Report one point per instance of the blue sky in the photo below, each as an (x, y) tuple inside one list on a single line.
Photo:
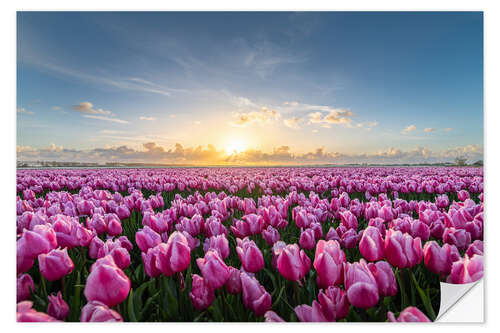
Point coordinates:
[(261, 87)]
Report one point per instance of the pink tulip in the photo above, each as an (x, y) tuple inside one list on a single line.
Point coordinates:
[(217, 243), (96, 311), (475, 248), (201, 295), (57, 308), (463, 195), (147, 238), (255, 223), (293, 263), (371, 244), (55, 264), (174, 256), (348, 220), (26, 314), (250, 256), (458, 237), (307, 239), (270, 235), (123, 212), (334, 303), (233, 283), (361, 286), (401, 250), (440, 259), (113, 223), (255, 296), (272, 317), (25, 287), (214, 270), (410, 314), (466, 270), (421, 230), (307, 313), (383, 274), (41, 240), (107, 283), (328, 262)]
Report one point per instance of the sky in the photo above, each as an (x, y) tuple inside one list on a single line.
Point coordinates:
[(250, 87)]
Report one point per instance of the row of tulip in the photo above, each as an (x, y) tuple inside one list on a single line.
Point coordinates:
[(304, 247)]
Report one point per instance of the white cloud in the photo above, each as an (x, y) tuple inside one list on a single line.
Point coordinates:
[(115, 120), (409, 129), (263, 116), (147, 118), (293, 122), (24, 111), (88, 108), (154, 153)]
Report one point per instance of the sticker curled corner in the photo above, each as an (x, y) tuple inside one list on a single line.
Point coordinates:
[(451, 294)]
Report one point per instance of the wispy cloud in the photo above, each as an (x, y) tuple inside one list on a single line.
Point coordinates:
[(24, 111), (263, 116), (409, 129), (147, 118), (293, 122), (88, 108), (129, 83), (115, 120), (154, 153)]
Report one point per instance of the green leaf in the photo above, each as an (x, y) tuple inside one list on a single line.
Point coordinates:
[(130, 308), (425, 299)]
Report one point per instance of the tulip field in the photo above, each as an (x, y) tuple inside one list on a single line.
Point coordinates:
[(245, 244)]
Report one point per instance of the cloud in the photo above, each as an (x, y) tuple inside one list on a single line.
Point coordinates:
[(151, 152), (24, 111), (263, 116), (115, 120), (147, 118), (88, 108), (409, 129), (293, 122), (333, 117), (88, 111)]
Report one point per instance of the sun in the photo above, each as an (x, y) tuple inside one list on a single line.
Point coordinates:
[(235, 147)]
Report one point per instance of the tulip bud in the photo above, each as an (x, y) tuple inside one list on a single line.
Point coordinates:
[(371, 244), (147, 238), (107, 283), (25, 313), (410, 314), (96, 311), (213, 269), (466, 270), (383, 274), (293, 263), (56, 264), (25, 287), (401, 250), (250, 256), (307, 239), (201, 295), (361, 286), (328, 262), (334, 303), (58, 308), (255, 296)]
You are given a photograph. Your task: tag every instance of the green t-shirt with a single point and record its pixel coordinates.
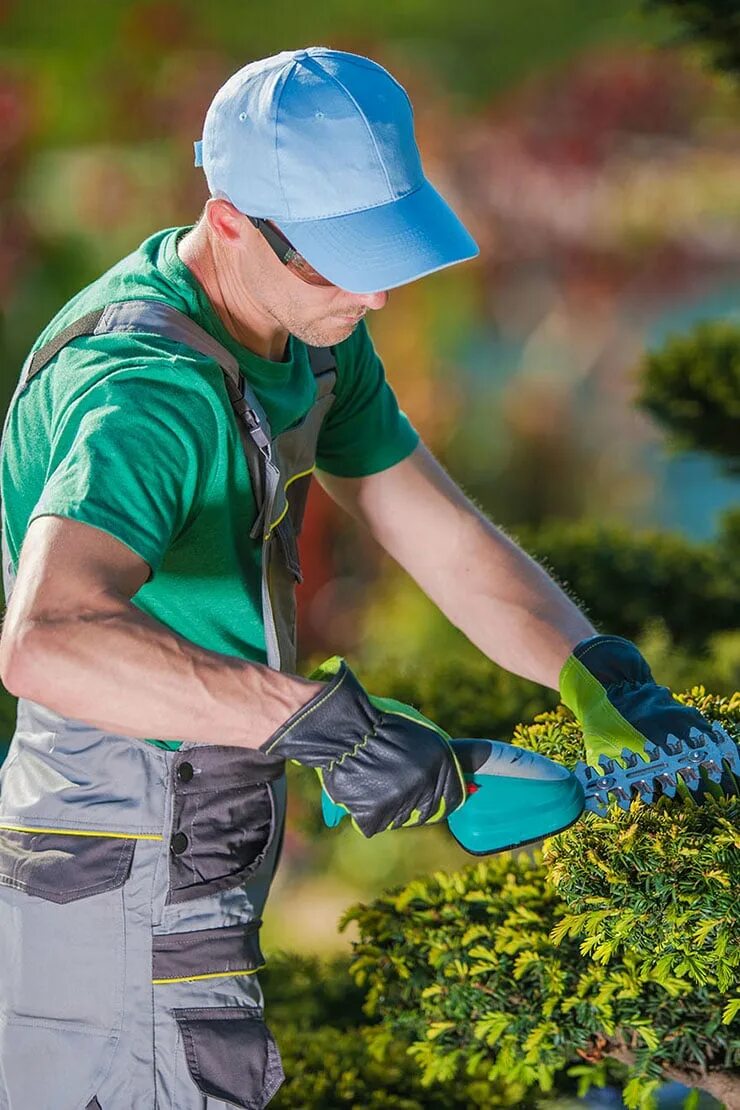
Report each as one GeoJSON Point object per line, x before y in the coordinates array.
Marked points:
{"type": "Point", "coordinates": [135, 435]}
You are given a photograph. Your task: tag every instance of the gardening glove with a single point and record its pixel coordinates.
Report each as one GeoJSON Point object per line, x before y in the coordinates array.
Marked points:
{"type": "Point", "coordinates": [609, 687]}
{"type": "Point", "coordinates": [379, 759]}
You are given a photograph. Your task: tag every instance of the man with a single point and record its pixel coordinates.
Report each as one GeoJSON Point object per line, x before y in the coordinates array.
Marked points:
{"type": "Point", "coordinates": [154, 468]}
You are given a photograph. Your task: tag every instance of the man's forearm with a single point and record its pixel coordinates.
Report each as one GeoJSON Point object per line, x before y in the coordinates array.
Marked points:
{"type": "Point", "coordinates": [123, 672]}
{"type": "Point", "coordinates": [506, 604]}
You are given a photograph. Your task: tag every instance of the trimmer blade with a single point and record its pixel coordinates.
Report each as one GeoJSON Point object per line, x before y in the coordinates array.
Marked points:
{"type": "Point", "coordinates": [658, 772]}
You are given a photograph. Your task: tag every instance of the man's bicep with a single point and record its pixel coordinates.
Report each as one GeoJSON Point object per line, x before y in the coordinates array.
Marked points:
{"type": "Point", "coordinates": [66, 567]}
{"type": "Point", "coordinates": [69, 566]}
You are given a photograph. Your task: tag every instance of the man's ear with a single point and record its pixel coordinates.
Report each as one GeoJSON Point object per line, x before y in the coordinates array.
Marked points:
{"type": "Point", "coordinates": [224, 220]}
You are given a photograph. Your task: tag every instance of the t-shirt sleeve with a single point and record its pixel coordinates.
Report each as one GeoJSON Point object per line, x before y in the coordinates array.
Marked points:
{"type": "Point", "coordinates": [132, 456]}
{"type": "Point", "coordinates": [364, 431]}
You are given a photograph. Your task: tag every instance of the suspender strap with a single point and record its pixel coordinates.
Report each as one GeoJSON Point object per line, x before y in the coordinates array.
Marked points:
{"type": "Point", "coordinates": [162, 319]}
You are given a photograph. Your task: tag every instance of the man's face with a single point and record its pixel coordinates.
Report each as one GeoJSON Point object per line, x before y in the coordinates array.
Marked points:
{"type": "Point", "coordinates": [320, 315]}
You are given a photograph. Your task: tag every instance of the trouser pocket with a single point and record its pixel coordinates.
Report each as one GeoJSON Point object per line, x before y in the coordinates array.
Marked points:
{"type": "Point", "coordinates": [62, 951]}
{"type": "Point", "coordinates": [224, 818]}
{"type": "Point", "coordinates": [231, 1055]}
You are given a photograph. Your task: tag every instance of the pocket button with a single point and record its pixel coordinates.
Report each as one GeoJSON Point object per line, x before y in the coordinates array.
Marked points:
{"type": "Point", "coordinates": [185, 772]}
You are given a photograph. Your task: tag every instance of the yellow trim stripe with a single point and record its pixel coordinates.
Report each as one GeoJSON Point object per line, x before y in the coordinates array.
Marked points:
{"type": "Point", "coordinates": [210, 975]}
{"type": "Point", "coordinates": [117, 836]}
{"type": "Point", "coordinates": [295, 477]}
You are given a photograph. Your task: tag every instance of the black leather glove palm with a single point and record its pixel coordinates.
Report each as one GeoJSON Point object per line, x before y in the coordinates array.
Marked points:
{"type": "Point", "coordinates": [385, 763]}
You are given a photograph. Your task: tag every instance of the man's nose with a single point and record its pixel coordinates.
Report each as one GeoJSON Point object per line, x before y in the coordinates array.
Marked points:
{"type": "Point", "coordinates": [375, 300]}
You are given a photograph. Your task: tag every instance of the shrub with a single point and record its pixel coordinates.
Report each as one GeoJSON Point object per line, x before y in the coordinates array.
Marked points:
{"type": "Point", "coordinates": [692, 387]}
{"type": "Point", "coordinates": [620, 941]}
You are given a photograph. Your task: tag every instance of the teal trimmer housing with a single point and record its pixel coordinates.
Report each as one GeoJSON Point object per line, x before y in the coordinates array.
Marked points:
{"type": "Point", "coordinates": [514, 797]}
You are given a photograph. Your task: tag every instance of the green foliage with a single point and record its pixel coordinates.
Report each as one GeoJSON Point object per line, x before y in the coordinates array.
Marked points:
{"type": "Point", "coordinates": [712, 23]}
{"type": "Point", "coordinates": [692, 387]}
{"type": "Point", "coordinates": [466, 695]}
{"type": "Point", "coordinates": [314, 1009]}
{"type": "Point", "coordinates": [622, 939]}
{"type": "Point", "coordinates": [327, 1070]}
{"type": "Point", "coordinates": [624, 579]}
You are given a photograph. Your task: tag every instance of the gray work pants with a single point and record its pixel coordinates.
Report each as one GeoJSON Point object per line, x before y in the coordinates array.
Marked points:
{"type": "Point", "coordinates": [132, 883]}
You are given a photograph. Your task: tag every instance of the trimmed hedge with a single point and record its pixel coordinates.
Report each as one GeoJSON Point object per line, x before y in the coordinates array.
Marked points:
{"type": "Point", "coordinates": [621, 941]}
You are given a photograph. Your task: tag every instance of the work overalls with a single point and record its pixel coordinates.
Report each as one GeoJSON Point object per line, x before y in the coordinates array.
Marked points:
{"type": "Point", "coordinates": [133, 878]}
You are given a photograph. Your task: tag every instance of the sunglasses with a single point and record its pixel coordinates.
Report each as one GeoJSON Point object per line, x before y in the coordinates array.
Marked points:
{"type": "Point", "coordinates": [287, 254]}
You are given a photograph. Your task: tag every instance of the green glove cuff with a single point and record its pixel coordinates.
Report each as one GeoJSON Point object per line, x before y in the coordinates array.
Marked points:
{"type": "Point", "coordinates": [606, 732]}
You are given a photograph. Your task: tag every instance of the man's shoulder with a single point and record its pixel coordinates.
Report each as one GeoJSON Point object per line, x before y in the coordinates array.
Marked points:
{"type": "Point", "coordinates": [138, 275]}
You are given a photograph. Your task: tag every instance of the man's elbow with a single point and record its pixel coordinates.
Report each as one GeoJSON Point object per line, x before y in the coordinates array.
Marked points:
{"type": "Point", "coordinates": [19, 662]}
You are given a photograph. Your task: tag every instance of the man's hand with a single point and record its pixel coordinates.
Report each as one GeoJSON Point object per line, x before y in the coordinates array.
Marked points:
{"type": "Point", "coordinates": [385, 763]}
{"type": "Point", "coordinates": [608, 685]}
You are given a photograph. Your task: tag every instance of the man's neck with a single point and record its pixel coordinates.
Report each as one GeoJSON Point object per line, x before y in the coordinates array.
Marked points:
{"type": "Point", "coordinates": [259, 335]}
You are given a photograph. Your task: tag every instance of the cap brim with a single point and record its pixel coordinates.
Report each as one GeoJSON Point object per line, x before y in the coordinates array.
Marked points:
{"type": "Point", "coordinates": [384, 246]}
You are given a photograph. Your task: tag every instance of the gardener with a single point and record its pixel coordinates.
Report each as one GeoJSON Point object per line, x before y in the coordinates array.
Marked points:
{"type": "Point", "coordinates": [154, 468]}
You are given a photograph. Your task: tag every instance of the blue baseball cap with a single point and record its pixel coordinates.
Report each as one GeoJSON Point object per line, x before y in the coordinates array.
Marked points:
{"type": "Point", "coordinates": [322, 142]}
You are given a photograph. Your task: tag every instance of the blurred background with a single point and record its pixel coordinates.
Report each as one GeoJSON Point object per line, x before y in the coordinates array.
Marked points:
{"type": "Point", "coordinates": [594, 154]}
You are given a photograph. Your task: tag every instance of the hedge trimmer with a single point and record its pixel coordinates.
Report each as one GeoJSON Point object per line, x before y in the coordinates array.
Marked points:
{"type": "Point", "coordinates": [515, 796]}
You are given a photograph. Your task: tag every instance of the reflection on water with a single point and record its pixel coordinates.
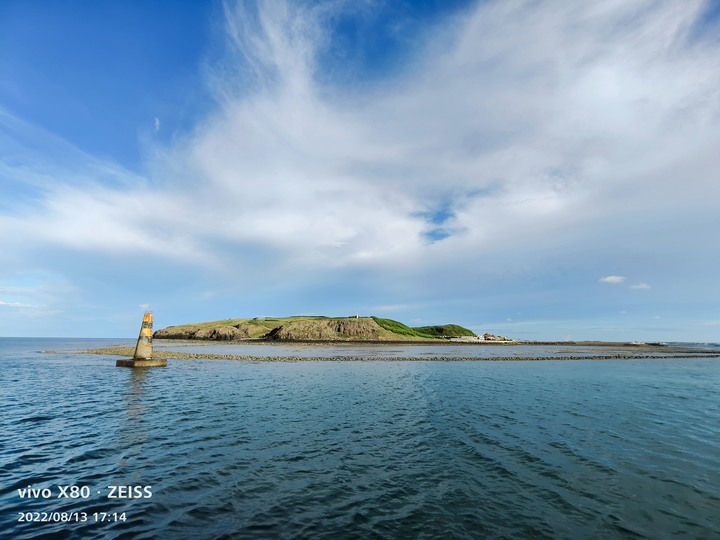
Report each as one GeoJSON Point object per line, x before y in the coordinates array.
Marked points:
{"type": "Point", "coordinates": [234, 449]}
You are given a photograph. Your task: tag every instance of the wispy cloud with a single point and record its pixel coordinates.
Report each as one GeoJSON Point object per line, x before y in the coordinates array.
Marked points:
{"type": "Point", "coordinates": [520, 139]}
{"type": "Point", "coordinates": [612, 279]}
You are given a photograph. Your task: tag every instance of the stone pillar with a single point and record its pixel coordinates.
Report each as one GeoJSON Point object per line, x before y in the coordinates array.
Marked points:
{"type": "Point", "coordinates": [143, 349]}
{"type": "Point", "coordinates": [143, 356]}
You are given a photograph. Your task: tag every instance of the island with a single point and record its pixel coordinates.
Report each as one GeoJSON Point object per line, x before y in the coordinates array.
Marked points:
{"type": "Point", "coordinates": [319, 328]}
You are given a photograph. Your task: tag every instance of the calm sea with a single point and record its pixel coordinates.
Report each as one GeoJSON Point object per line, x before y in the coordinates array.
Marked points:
{"type": "Point", "coordinates": [384, 449]}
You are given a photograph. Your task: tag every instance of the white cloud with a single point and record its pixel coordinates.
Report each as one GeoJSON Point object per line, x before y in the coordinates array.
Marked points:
{"type": "Point", "coordinates": [531, 135]}
{"type": "Point", "coordinates": [612, 279]}
{"type": "Point", "coordinates": [15, 304]}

**Written task:**
Take the line in which "of the island" occurs and each subsequent line through the end; give these lines again without alteration.

**Result of the exercise:**
You are given a photograph. Your task: tag every instance of the island with a single point and record its pixel coordinates.
Report each as one GeoJSON Point object per line, x before y in the coordinates array.
Marked points:
{"type": "Point", "coordinates": [319, 328]}
You are given a photograph. Your task: tag every instance of the calm sea with a single point and record its pixel coordinates.
Report each as one GeoJSON Point object per line, x before y in the coordinates array.
Marked points:
{"type": "Point", "coordinates": [384, 449]}
You are given a photograph. Your task: tag every instance of the white cloud with a single point and record its pixel coordinates.
Report each as one GeoJSON Point object per line, x before y in the coordinates array.
Marked points:
{"type": "Point", "coordinates": [531, 135]}
{"type": "Point", "coordinates": [612, 279]}
{"type": "Point", "coordinates": [15, 304]}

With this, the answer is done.